What you have to do >> Render the lines below as a numbered list, skipping any blank lines and leaving the pictures out.

Material >>
********************

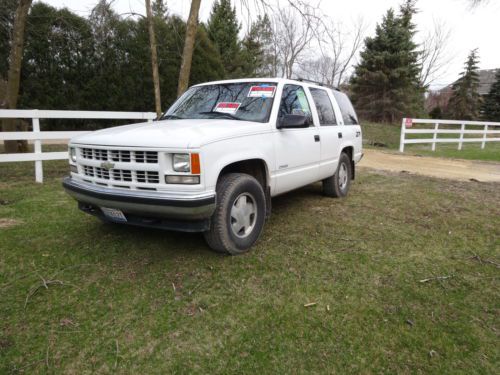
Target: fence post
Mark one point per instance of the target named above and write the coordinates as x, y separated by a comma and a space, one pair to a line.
461, 137
38, 151
402, 140
436, 127
484, 136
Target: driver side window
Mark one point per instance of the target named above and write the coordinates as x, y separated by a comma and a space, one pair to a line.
294, 102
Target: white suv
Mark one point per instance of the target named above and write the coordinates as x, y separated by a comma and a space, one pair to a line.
213, 161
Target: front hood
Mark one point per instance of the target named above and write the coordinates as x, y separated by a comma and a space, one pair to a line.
171, 133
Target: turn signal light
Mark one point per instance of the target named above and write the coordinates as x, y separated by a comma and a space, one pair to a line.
195, 164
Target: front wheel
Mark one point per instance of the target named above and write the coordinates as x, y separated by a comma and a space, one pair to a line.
239, 217
338, 185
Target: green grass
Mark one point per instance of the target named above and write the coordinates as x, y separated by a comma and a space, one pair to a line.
387, 136
130, 300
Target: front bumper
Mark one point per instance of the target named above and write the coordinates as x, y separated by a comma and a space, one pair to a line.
143, 203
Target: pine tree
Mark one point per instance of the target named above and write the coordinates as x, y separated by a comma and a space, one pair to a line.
223, 28
159, 8
491, 105
465, 101
255, 53
386, 81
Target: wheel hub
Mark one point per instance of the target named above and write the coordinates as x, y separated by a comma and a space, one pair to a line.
243, 215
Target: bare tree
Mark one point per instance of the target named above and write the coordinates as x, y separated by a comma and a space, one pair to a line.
303, 7
14, 73
187, 54
434, 56
338, 46
292, 36
154, 57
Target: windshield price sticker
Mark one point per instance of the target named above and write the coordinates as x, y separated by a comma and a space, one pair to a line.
261, 91
227, 107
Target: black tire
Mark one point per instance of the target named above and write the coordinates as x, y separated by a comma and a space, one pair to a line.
334, 186
233, 189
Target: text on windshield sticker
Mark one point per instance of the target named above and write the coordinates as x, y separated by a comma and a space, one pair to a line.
227, 107
261, 91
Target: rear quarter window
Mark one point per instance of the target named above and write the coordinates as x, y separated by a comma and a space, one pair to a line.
348, 113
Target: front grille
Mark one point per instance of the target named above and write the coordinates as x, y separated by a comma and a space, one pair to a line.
123, 156
150, 177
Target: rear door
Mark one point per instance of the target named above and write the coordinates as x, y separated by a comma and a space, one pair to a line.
297, 150
329, 131
351, 130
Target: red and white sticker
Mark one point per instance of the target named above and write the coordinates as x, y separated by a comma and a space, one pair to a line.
261, 91
227, 107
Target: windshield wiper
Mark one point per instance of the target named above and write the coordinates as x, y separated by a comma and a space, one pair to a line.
227, 115
172, 117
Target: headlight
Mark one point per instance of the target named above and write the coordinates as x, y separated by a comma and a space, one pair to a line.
72, 154
181, 163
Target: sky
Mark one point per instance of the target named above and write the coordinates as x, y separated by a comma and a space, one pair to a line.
469, 28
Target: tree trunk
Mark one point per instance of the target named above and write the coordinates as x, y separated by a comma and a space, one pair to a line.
154, 58
14, 74
187, 55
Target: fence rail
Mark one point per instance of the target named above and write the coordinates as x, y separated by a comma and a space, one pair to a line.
37, 136
487, 133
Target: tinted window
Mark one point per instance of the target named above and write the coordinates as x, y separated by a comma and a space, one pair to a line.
346, 108
250, 101
324, 107
294, 102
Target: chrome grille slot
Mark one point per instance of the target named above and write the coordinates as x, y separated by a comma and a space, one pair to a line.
100, 154
123, 156
150, 157
124, 169
101, 173
147, 177
86, 153
88, 171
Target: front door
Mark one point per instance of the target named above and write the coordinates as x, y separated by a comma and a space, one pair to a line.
297, 150
330, 133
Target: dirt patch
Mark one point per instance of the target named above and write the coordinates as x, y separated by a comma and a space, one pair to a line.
8, 223
454, 169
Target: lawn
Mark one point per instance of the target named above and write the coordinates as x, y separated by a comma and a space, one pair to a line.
400, 277
387, 136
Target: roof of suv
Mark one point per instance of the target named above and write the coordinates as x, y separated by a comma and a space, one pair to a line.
272, 80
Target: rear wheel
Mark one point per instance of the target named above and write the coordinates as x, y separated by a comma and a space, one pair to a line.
338, 185
239, 217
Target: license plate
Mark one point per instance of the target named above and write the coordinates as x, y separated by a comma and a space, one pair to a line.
114, 214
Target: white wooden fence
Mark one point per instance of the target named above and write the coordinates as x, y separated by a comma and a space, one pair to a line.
37, 136
486, 132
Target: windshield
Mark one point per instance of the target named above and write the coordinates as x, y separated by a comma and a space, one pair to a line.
248, 101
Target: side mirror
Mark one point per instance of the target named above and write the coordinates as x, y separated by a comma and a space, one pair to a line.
293, 122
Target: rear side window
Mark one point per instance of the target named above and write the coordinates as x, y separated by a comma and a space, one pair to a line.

********************

Worked solution >>
1. Target: fence post
2. Mark one point per instance of the target named above and write the coordinates as x, y separated by a comma and a space, one pair to a line.
3. 461, 137
4. 38, 151
5. 402, 140
6. 436, 127
7. 484, 136
8. Target: driver side window
9. Mark one point per instance of the target named above and write the coordinates as x, y separated by a comma and a space, one pair to a line.
10. 294, 102
11. Target: white suv
12. Mark one point per instance of the target named above and write the coordinates as x, y separated by a comma and a space, one pair to a line.
13. 213, 161
14. Target: front hood
15. Mark one point per instance of the target named above and write the coordinates as x, y separated by a comma and a space, one pair to a line.
16. 171, 133
17. Target: turn signal light
18. Mark one point per instance of the target named above and write the coordinates as x, y separated by a comma and a space, one pair to a line.
19. 195, 164
20. Target: front wheel
21. Mark one point per instance of the target named above and write the coordinates as x, y separated by a comma and a space, one pair to a line.
22. 239, 217
23. 338, 185
24. Target: green grass
25. Mark one point per instance of the target named above and write the coordinates as x, y separated by a comma and a space, one pair to a line.
26. 387, 136
27. 130, 300
28. Target: front bumper
29. Mark one point per instance of the target named above and write the coordinates as x, y separated by a comma and a space, one pair to a line.
30. 143, 203
31. Target: pine tree
32. Mark one point per instance of the target named above and write the coordinates as x, y separated by a comma and a space, one pair to a line.
33. 223, 28
34. 159, 8
35. 491, 105
36. 465, 101
37. 255, 53
38. 386, 81
39. Target: wheel hub
40. Mark one point per instance of the target named above and write the coordinates as x, y separated by a comma and a space, one pair to a line.
41. 243, 215
42. Target: bare tree
43. Mark one point per instance of the target named above and write the coordinates as x, y separated by a comma and a space, one pair to a line.
44. 303, 7
45. 14, 73
46. 187, 54
47. 434, 56
48. 338, 46
49. 292, 36
50. 154, 57
51. Target: windshield price sticker
52. Mark one point per instance of the target named above and write the coordinates as x, y separated by a comma and a space, one pair to a line.
53. 261, 91
54. 227, 107
55. Target: black tire
56. Mark one point per instance of the target named above and write the coordinates as x, y separated by a comma and a space, one pair to a line.
57. 334, 186
58. 233, 189
59. Target: text on windshield sticker
60. Mark one point per instance of the target named above and write the coordinates as x, y separated by a comma and a space, one pair to a line.
61. 227, 107
62. 261, 91
63. Target: rear quarter window
64. Mark one point per instance of the target named above and write the coordinates as x, y separated by a comma and a space, one pair to a line.
65. 348, 113
66. Target: front grille
67. Mark one point per instance of the target named above and write the coordinates as x, y separated by a comma and a space, one pair to a line.
68. 123, 156
69. 150, 177
70. Target: rear door
71. Mark one point per instance of the target named above and write the coordinates as x, y separated by a comma and a space, one pair to a line.
72. 297, 150
73. 329, 131
74. 351, 130
75. Target: red and white sticker
76. Mark one point per instance of the target named above and write the coordinates as x, y separated by a comma and a space, one pair to a line.
77. 261, 91
78. 227, 107
79. Target: windshield wiper
80. Mark one point per instance of the target named above and write the coordinates as x, y separated by a comma and a space, one pair to a line.
81. 227, 115
82. 172, 117
83. Target: headlight
84. Mark one point per instance of the target named above and write the coordinates as x, y separated by a comma and a space, one pair to a line.
85. 72, 154
86. 181, 163
87. Target: sky
88. Mark one point per instance of the target named above and write the coordinates as x, y separated by a comma and a space, one pair to a line.
89. 469, 28
90. Target: tree trunk
91. Mark one point per instance of the target named above and write the coordinates as x, y separated by a comma and a space, one pair to a line.
92. 154, 58
93. 14, 74
94. 187, 55
95. Target: fence rail
96. Mark one point per instance of the target named above and write the coordinates as x, y separated by a comma and a space, one pair to a line.
97. 37, 136
98. 487, 133
99. Target: tinted window
100. Mark one point per instance of the target named above and write the coordinates as x, y separated by a comma and a space, one pair to a line.
101. 346, 108
102. 250, 101
103. 324, 107
104. 294, 102
105. Target: chrome grille slot
106. Mark one point per instance of the target named above and write the coordinates as x, y separated by a comma and a space, one pair to a line.
107. 100, 154
108. 123, 156
109. 150, 157
110. 124, 169
111. 101, 173
112. 147, 177
113. 86, 153
114. 88, 171
115. Target: front door
116. Mark one point per instance of the target named above and write the coordinates as x, y separated by a comma and a space, one pair to a line.
117. 297, 150
118. 330, 133
119. Target: dirt patch
120. Mark one point per instance of the target named above and write the coordinates as x, y separated by a comma and a space, one pair to a line.
121. 8, 223
122. 454, 169
123. Target: lawn
124. Mark one point per instance of the target named above and write the coordinates as x, y separated by a comma and a space, one pair to a line.
125. 400, 277
126. 387, 136
127. Target: roof of suv
128. Mark one point per instance of the target named above and write the coordinates as x, y separated by a comma and a space, one pair to a line.
129. 272, 80
130. Target: rear wheel
131. Mark one point per instance of the target named above and write the coordinates as x, y separated by a comma and a space, one pair to a line.
132. 338, 185
133. 239, 217
134. Target: license plate
135. Mark one point per instance of the target named above and write the coordinates as x, y separated by a comma and a space, one pair to a line.
136. 114, 214
137. Target: white wooden fence
138. Mark one point per instance of the target named above and write the coordinates as x, y separated by a comma and a space, one pair to a line.
139. 37, 136
140. 486, 132
141. Target: windshield
142. Mark one point per instance of the target named above and write the coordinates as x, y separated by a comma and a space, one pair to a line.
143. 248, 101
144. Target: side mirror
145. Mark one point per instance of the target named above and write the coordinates as x, y separated by a comma and a space, one pair to a line.
146. 293, 122
147. Target: rear side window
148. Mark one point per instance of the target named above and write the coordinates as x, y separated by a comma and a space, one pair to a line.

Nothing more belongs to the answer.